Aim of the task —
Scan the records for the line containing "Mark each instance of the elderly woman". From there through the last line, write out each line exactly.

Records excerpted from a collection —
>>

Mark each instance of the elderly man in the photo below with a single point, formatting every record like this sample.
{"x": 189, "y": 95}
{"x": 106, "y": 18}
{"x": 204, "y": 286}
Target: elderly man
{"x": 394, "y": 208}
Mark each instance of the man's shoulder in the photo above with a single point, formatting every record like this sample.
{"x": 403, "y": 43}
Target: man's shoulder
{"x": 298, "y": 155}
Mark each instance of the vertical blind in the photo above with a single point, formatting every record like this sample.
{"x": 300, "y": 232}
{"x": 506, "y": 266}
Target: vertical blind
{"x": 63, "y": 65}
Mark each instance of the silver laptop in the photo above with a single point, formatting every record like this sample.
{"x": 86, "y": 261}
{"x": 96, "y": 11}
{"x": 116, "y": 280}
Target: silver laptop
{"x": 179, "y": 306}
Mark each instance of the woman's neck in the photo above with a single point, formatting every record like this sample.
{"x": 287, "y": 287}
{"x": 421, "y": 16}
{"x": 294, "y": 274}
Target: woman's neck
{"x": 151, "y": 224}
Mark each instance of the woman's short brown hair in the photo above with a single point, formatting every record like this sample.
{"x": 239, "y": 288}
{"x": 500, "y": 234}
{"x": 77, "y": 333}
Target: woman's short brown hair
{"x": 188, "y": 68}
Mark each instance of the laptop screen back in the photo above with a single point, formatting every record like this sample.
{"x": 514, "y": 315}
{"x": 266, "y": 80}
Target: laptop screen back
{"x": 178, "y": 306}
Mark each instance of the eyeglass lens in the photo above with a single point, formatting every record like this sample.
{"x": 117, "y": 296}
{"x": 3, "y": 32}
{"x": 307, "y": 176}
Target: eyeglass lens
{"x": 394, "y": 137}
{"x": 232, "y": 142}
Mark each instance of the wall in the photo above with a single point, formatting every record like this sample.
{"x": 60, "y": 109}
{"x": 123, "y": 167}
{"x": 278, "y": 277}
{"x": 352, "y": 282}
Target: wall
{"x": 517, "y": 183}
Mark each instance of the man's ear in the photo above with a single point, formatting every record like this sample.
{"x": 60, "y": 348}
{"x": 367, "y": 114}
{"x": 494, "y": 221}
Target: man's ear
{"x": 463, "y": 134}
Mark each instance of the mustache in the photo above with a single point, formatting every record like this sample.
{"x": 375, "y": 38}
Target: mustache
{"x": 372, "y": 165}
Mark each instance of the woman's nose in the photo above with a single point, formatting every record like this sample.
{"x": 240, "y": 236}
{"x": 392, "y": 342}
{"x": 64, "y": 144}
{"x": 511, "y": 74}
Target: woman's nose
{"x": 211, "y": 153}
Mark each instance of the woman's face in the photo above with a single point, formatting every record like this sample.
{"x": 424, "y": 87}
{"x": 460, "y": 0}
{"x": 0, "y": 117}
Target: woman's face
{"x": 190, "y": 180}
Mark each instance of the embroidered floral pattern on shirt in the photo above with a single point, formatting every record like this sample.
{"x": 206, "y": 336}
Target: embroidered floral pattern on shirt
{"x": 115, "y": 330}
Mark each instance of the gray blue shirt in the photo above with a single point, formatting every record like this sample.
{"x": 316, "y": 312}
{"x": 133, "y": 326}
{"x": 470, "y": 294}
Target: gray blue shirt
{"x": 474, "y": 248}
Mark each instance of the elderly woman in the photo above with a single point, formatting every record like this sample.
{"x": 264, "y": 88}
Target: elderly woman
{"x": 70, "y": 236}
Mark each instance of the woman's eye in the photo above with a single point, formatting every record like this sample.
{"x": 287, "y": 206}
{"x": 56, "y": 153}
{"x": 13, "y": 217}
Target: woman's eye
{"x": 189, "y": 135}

<<

Expected answer —
Mark each instance of the elderly woman in the photo above with a single point, formatting every record like this sample.
{"x": 264, "y": 88}
Target: elderly woman
{"x": 70, "y": 236}
Mark each instance of the woman's eye in the photo above with a single point, formatting every record like this sample.
{"x": 287, "y": 206}
{"x": 56, "y": 153}
{"x": 13, "y": 217}
Target: woman's eye
{"x": 189, "y": 135}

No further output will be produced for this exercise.